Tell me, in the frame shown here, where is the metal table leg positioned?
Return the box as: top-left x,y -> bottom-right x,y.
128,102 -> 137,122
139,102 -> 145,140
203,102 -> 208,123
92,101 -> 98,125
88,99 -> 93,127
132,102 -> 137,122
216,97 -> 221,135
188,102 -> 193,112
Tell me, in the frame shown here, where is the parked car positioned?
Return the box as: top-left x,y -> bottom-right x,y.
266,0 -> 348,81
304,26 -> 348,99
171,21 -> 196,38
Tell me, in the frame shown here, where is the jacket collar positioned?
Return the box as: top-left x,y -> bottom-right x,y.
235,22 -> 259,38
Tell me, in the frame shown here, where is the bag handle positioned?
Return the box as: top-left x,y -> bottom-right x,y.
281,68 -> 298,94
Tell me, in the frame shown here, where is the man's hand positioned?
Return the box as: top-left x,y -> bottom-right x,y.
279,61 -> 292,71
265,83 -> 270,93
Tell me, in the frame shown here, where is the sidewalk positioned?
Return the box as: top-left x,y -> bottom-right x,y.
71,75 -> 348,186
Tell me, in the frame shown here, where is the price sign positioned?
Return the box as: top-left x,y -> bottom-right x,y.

=======

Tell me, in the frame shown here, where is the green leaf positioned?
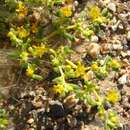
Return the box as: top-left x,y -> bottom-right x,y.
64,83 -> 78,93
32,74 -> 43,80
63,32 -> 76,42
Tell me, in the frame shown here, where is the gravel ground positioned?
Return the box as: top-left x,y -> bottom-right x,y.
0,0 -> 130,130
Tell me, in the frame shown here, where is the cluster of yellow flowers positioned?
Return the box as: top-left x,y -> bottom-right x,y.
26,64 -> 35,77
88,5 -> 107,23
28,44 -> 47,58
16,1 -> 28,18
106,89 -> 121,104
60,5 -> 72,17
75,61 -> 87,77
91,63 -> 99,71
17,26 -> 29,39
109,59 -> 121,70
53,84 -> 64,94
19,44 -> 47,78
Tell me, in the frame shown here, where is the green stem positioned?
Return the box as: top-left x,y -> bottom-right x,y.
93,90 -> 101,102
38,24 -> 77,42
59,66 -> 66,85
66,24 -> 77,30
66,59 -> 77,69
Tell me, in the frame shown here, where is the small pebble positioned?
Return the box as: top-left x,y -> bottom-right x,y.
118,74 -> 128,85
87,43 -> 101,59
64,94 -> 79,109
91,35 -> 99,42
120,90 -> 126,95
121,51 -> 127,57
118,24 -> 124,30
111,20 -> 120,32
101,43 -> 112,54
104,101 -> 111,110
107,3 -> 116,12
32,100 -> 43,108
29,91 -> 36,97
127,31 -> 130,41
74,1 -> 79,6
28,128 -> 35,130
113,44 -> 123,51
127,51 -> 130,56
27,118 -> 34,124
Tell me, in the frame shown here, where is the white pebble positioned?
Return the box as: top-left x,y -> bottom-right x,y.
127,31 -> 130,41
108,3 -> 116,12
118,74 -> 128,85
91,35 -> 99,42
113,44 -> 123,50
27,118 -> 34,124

=======

▸ **Work to be completed**
From the records above, extract exactly and only the lines that begin at the line with "Tell me, in the frame shown here, where is the jacket" and stop after the line with "Tell me, in the frame shown here, where is the man's".

▸ **Output of the exercise**
Tell me, in the frame shown here, where is the jacket collar positioned?
Return the box as: top-left x,y -> bottom-right x,y.
235,22 -> 259,38
Tell me, in the frame shown here, where is the bag handle positioned?
Return the box as: top-left x,y -> bottom-right x,y.
281,68 -> 298,94
Tell me, in the frame shown here, where is the man's hand positioned?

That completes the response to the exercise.